Prompt:
Each entry is to be retyped without alteration, and no picture is to be included.

Records supplied:
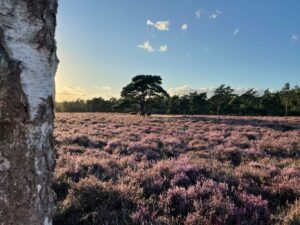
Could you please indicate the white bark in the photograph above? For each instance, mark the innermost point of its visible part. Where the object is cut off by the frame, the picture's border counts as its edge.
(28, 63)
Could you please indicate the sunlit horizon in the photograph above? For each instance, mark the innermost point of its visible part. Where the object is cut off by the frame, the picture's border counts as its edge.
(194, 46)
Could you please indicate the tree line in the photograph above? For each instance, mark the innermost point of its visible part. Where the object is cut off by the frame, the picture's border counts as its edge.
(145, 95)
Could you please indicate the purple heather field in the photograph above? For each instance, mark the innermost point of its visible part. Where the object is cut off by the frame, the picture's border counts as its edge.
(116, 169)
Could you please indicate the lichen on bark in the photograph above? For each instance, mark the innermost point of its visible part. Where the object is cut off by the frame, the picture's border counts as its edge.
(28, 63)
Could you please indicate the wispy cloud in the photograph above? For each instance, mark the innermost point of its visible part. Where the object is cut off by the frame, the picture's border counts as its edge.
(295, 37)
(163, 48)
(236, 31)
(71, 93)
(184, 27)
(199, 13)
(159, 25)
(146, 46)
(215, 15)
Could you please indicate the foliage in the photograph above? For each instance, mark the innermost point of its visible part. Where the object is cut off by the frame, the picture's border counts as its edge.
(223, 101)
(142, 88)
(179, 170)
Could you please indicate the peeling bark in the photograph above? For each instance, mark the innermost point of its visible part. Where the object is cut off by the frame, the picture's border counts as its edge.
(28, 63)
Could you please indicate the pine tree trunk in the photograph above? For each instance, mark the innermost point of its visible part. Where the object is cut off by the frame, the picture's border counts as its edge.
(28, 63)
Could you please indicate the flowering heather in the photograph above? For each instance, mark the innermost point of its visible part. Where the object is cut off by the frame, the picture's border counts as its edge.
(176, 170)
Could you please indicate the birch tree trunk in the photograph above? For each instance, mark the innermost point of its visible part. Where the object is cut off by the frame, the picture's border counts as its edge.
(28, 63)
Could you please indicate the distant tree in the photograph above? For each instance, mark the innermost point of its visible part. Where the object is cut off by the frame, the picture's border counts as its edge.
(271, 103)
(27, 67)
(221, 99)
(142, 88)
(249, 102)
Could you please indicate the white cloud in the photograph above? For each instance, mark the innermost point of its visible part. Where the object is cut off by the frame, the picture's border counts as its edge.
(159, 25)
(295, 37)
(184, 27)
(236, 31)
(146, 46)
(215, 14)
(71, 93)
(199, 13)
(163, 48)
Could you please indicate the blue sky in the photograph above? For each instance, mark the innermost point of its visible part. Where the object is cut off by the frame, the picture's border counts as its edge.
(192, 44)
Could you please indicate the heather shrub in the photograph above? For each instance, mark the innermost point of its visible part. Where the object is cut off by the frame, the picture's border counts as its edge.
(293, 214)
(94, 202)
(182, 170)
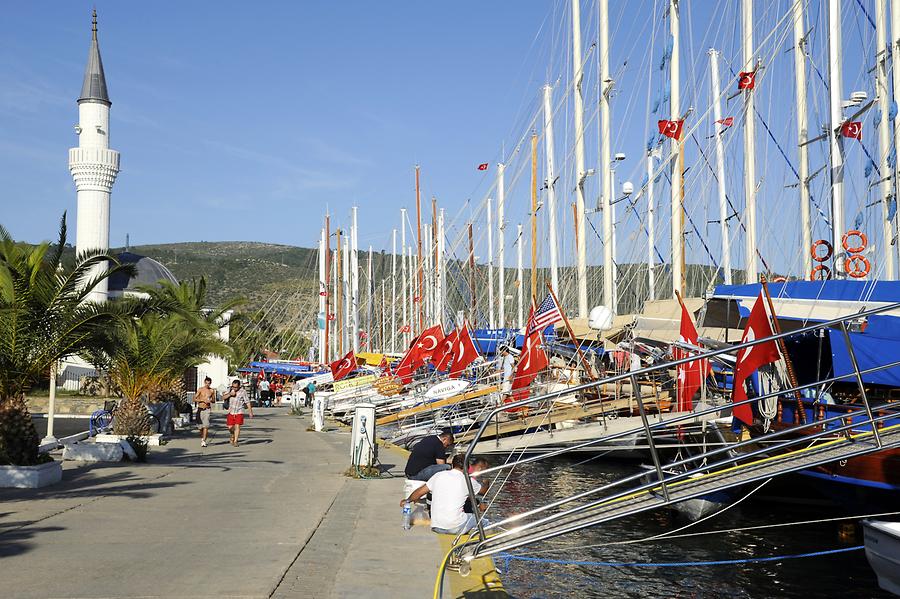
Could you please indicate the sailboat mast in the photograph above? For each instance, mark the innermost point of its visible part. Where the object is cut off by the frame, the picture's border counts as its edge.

Result of the task:
Could you please indicate the white bark in the photograph above? For each instance, mark the innermost point of its visible part. Where the object is cut off by the frame, the picture's border counts as its edge.
(28, 63)
Could you please indicate the sunlit horizon in the photograph above? For each instance, mark the innermost point of its visible part. Where the object is cut off by the frame, the picture's border counts as its edge.
(194, 46)
Could you please indicate the tree line in the photograph above? For each instance, mark the innermost point of its visible part. Where the object is cut off by the frame, the picture's border counts as its edge.
(145, 95)
Could you please indicate the purple heather field in the photograph above? For each instance, mark the innermost point of its visible part. Where the object is cut off by the frame, the picture's border counts as its edge.
(116, 169)
Could you please indicate the lichen on bark in the photograph above? For each instance, mark the innermost point of its visible part. Where the object is cut off by the frame, the picture's border counts as its edge.
(28, 63)
Could you please indicate the wispy cloud in the photograph above? For each instance, mark the innermost point of its visible part. Where the object is cut off by the frame, the picture's border counts as its edge.
(295, 37)
(163, 48)
(236, 31)
(71, 93)
(184, 27)
(199, 13)
(159, 25)
(146, 46)
(215, 15)
Could you please indicate the foliage in the photograph above? For each instance, mark the innermost point of its visible part. Where the object is cut off by the frame, the picture's border counts as its edge.
(223, 101)
(142, 88)
(179, 170)
Could you please indicate the peeling bark in the photograph above? For each instance, mark the innermost point of its visible part. Where the object is cut off by the frame, the picture's border counts as its edge.
(28, 63)
Could you please indicate the pine tree trunk in the photograph above? For each instance, mark the innermost point of its visible part. Where the object is cut off by the frame, the picture's border counts as its edge.
(28, 63)
Could you please indicate the flowering heather in the photograph above? For each instance, mark the innermost point of its visible part. Where the object is cut off by the frame, the picture's border counts as its edge.
(176, 170)
Could you please indicate the birch tree trunk in the photograph above? For each instance, mark the innermost point of its visible part. Where the object is cut off by the frame, the picture's border counts as its edge.
(28, 63)
Could you please indicate the distant tree in the photograph above? For each instance, mark the innermost point of its visible part. Where the object is cut off by the frame, the picture's border counts as its edge.
(271, 103)
(27, 67)
(221, 99)
(142, 88)
(249, 102)
Could you please indicate the white cloud in the photograph above? For each instance, mark the innermost point of its visible part. Where the object is cut off by the frame, the picture's border counts as its edge.
(159, 25)
(295, 37)
(184, 27)
(236, 31)
(146, 46)
(215, 14)
(71, 93)
(199, 13)
(163, 48)
Could you please indicate the blue sky in the photograph above? For each instance, mark the innermost point of its visible part. Where the object is cut off by the frame, the picture's border counts as its edge.
(192, 44)
Could you please indicate the heather shrub in the photograph above? For each instance, mark the innermost point of its visible part. Where the object is cut off by the frame, the picture's border counts as its edge.
(293, 214)
(94, 202)
(182, 170)
Could you please indicate the sailboat mast in the photograph above? For each instance, mark the innermost point of its visible part. Where the object is cut off by the frame, the picture's border counts as its edge.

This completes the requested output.